_Source data_
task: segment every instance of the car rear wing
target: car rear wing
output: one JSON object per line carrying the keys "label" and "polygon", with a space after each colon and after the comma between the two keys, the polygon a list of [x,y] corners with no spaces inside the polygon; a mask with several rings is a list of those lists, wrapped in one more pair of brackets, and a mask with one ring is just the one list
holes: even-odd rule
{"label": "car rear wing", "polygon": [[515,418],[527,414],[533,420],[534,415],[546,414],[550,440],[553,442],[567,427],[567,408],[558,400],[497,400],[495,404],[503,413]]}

--

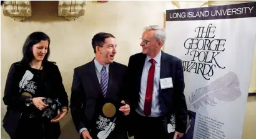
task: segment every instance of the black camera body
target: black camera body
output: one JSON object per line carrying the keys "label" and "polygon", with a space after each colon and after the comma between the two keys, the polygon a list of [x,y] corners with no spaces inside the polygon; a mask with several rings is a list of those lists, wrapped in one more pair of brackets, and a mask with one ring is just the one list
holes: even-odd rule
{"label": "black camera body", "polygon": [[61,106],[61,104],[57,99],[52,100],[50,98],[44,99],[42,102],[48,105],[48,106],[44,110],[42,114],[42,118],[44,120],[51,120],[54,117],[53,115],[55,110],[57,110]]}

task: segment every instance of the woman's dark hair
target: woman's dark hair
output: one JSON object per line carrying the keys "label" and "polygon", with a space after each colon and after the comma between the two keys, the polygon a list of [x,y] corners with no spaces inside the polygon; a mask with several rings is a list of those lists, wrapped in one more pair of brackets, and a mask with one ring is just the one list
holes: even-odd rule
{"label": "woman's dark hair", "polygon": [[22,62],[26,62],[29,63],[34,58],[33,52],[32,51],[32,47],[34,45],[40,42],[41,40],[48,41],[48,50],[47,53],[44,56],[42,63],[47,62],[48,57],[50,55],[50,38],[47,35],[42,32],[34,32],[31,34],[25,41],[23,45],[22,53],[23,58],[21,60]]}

_WRITTEN EXERCISE_
Copy the stretch from the line containing "task: segment every instance of the woman's" through the line containing "target: woman's dark hair", switching "dark" to "brown" and keeping everything else the same. Return only those lines.

_COMPLETED EXERCISE_
task: segment every instance of the woman's brown hair
target: woman's brown hair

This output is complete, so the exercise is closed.